| JOB |
Please reproduce the data below word for word, leaving out the pictures.

* * * * * * *

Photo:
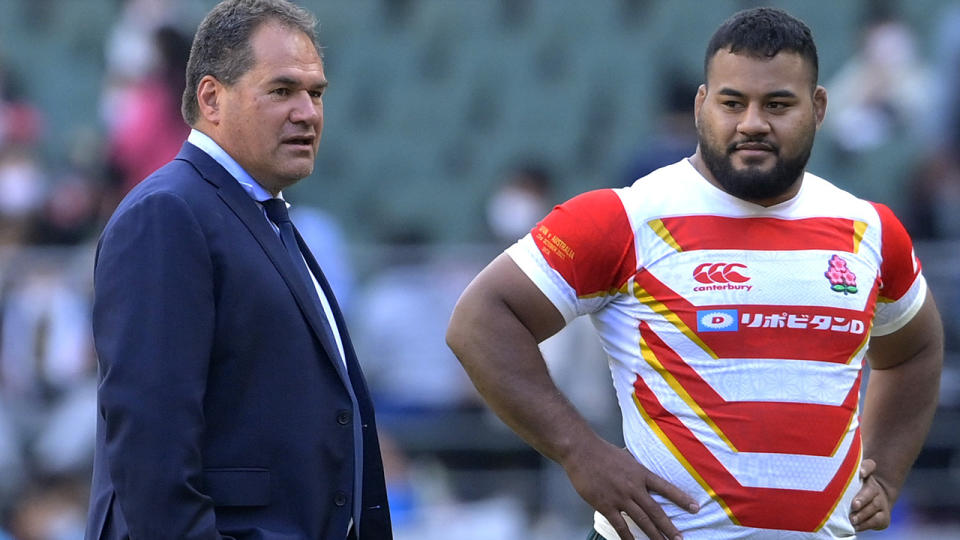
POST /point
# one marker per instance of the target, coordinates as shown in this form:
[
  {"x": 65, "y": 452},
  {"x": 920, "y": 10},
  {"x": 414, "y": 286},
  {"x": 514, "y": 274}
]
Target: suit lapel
[{"x": 247, "y": 210}]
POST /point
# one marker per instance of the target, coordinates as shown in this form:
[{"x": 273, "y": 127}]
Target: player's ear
[
  {"x": 698, "y": 103},
  {"x": 820, "y": 104},
  {"x": 210, "y": 93}
]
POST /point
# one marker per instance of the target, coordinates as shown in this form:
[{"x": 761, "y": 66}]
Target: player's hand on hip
[
  {"x": 871, "y": 505},
  {"x": 614, "y": 483}
]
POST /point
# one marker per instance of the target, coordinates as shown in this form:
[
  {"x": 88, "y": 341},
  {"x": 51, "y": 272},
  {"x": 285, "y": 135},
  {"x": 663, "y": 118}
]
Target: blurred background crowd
[{"x": 450, "y": 128}]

* * * * * * *

| EXERCISE RESPONSE |
Photo:
POST /point
# one marker per instance of the target, coordinates as shown in this form:
[
  {"x": 65, "y": 452},
  {"x": 920, "y": 10},
  {"x": 414, "y": 286},
  {"x": 514, "y": 274}
]
Target: suit lapel
[{"x": 247, "y": 210}]
POST /point
# one marker per instance of the target, coordinates as shown in this form:
[{"x": 273, "y": 127}]
Target: player's ear
[
  {"x": 698, "y": 103},
  {"x": 820, "y": 104},
  {"x": 210, "y": 93}
]
POST /point
# one marker per instance of the target, coordinates as shown in this form:
[{"x": 761, "y": 66}]
Target: player's hand on hip
[
  {"x": 871, "y": 505},
  {"x": 614, "y": 483}
]
POST /point
# one marker per instance of the target, coordinates as shown in this form:
[
  {"x": 88, "y": 341},
  {"x": 51, "y": 272},
  {"x": 285, "y": 135},
  {"x": 663, "y": 118}
]
Target: blurred background crowd
[{"x": 450, "y": 128}]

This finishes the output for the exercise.